SUPPLIED TEXT:
..........

= Application Programming Interface for Windows =

Proposed software compatibility standard

The Application Programming Interface for Windows (APIW) Standard is a specification of the Microsoft Windows 3.1 API drafted by Willows Software. It is the successor to previously proposed Public Windows Interface standard. It was created in an attempt to establish a vendor-neutral, platform-independent, open standard of the 16-bit Windows API not controlled by Microsoft.

==Creation==

By the end of 1990, Windows 3.0 was the top-selling software. The various graphical Windows applications had already started to reduce training time and enhance productivity on personal computers. At the same time, various Unix and Unix-based operating systems dominated technical workstations and departmental servers. The idea of a consistent application environment across heterogeneous environments was compelling to both enterprise customers and software developers.

On May 5, 1993, Sun Microsystems announced Windows Application Binary Interface (WABI), a product to run Windows software on Unix, and the Public Windows Interface (PWI) initiative, an effort to standardize a subset of the popular 16-bit Windows APIs. The PWI consortium's aims were stated as turning the proprietary Windows API into an "open, publicly available specification" and for the evolution of this specification to be the responsibility of "a neutral body". The consortium, counting Sun, IBM, Hewlett Packard and Novell among its members, proposed PWI to various companies and organizations including X/Open, IEEE and Unix International. The previous day, Microsoft had announced SoftPC, a Windows to Unix product created by Insignia Solutions as part of a program where Microsoft licensed their Windows source code to select third parties, which in the following year became known as Windows Interface Source Environment (WISE). Later that month, Microsoft also announced Windows NT, a version of Windows designed to run on workstations and servers.

..........

GIVEN RECORDS:
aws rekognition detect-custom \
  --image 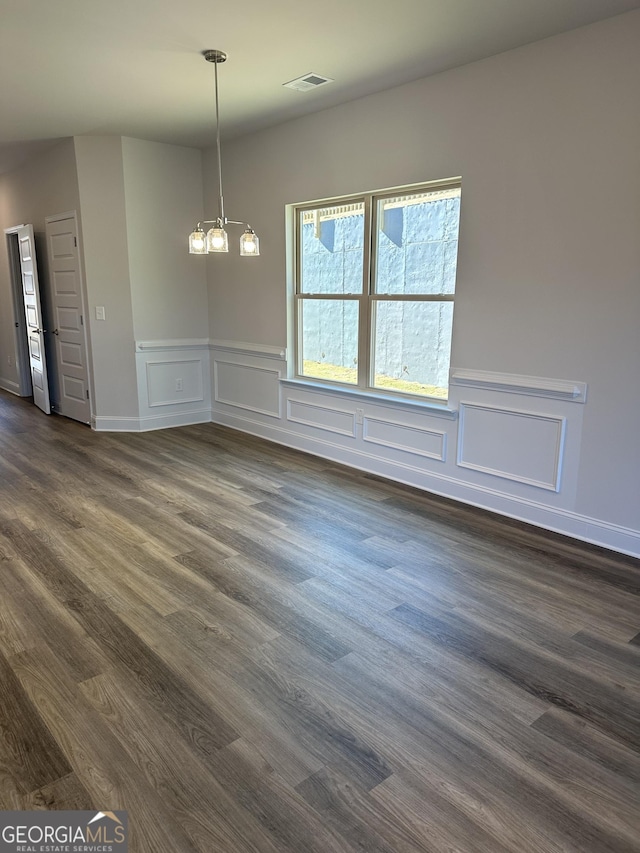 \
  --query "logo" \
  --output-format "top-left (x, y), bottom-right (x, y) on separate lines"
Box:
top-left (0, 811), bottom-right (128, 853)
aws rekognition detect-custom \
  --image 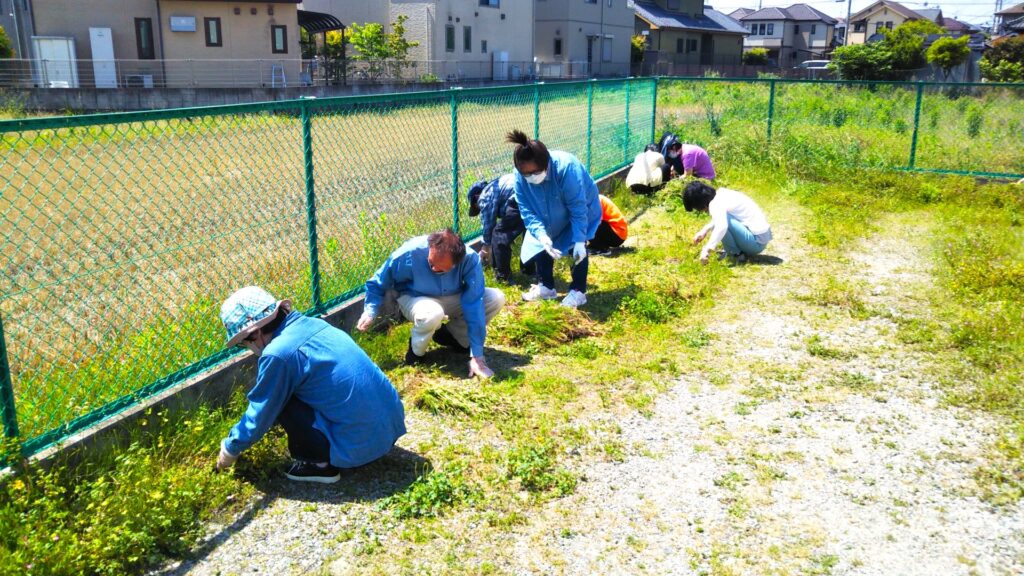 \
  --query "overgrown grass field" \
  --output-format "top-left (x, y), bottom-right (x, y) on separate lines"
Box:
top-left (0, 85), bottom-right (652, 439)
top-left (0, 81), bottom-right (1024, 574)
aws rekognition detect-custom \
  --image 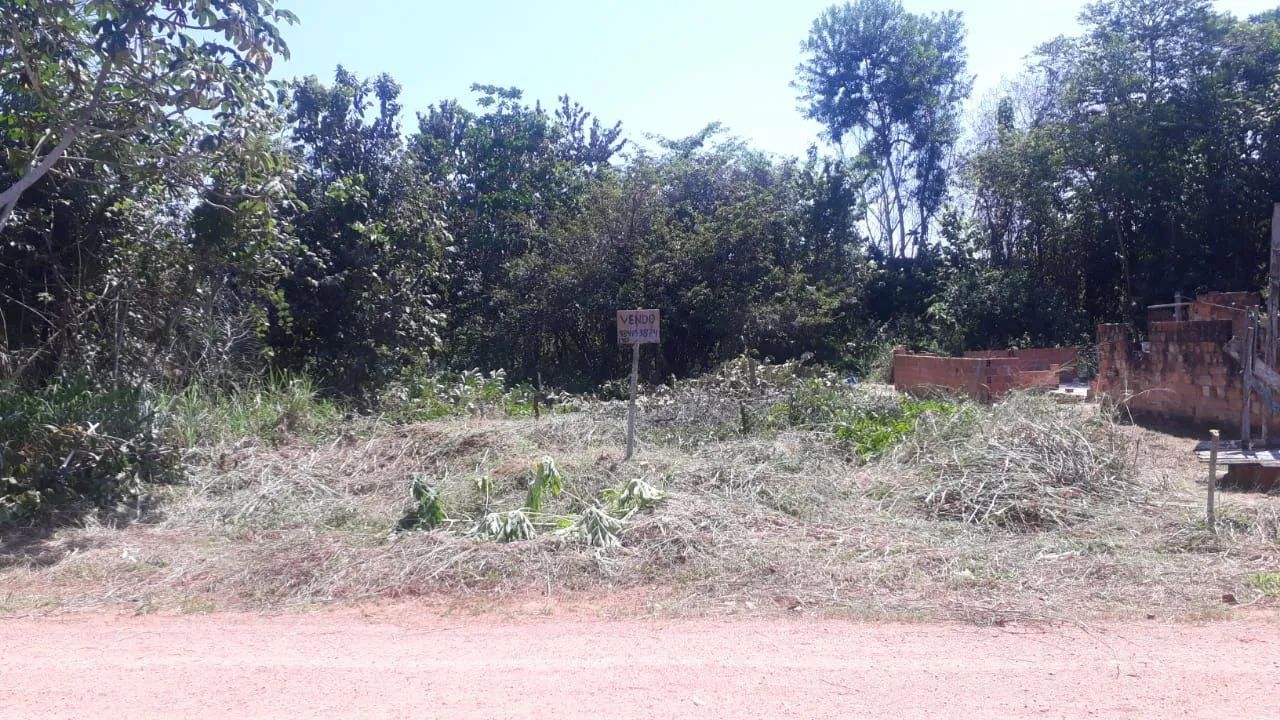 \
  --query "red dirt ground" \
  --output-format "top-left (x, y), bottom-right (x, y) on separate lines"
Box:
top-left (0, 606), bottom-right (1280, 720)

..........

REQUESTS:
- 1) Repeat the passage of the APIW article between "The Application Programming" and "controlled by Microsoft.", inclusive.
- 2) Which companies does the APIW article name as members of the PWI consortium?
- 3) Pick up the APIW article after its last sentence and extend it.
None of the records are needed for this work.

TASK-BY-TASK OUTPUTS:
- 1)
The Application Programming Interface for Windows (APIW) Standard is a specification of the Microsoft Windows 3.1 API drafted by Willows Software. It is the successor to previously proposed Public Windows Interface standard. It was created in an attempt to establish a vendor-neutral, platform-independent, open standard of the 16-bit Windows API not controlled by Microsoft.

- 2) Sun, IBM, Hewlett Packard, Novell

- 3)
==ECMA involvement==

In February 1994, the PWI Specification Committee sent a draft specification to X/Open—who rejected it in March, after being threatened by Microsoft's assertion of intellectual property rights (IPR) over the Windows APIs—and the European Computer Manufacturers' Association (ECMA). In September, now part of an ECMA delegation, they made an informational presentation about the project at the ISO SC22 plenary meeting in The Hague, Netherlands. Their goal was to make it an ISO standard in order to force Microsoft to comply with it (in Windows) or risk not being able sell to European or Asian governments who can only buy ISO standards-compliant products.

In April 1995, Willows Software, Inc. (formerly Multiport, Inc.) a Saratoga, California-based Canopy-funded company, that had been working on Windows to Unix technologies (inherited from then defunct Hunter Systems, Inc.) since early 1993, joined the ad hoc ECMA group. This group became Technical Committee 37 in August (about the time Windows 95 was released). Willows vowed to complete a full draft specification by the end of the year. In October, the draft specification was completed under the name Application Programming Interface for Windows (APIW). This was accepted as ECMA-234 in December and was put on the fast-track program to become an ISO standard.

== ISO delay ==

Again, Microsoft claimed intellectual property over Windows APIs and ISO put the standard on hold pending proof of their claims. The delay lasted until November 1997, when, hearing no response from Microsoft, ISO announced they were pushing through with the standard. However, there is no record of it ever being approved as an ISO standard.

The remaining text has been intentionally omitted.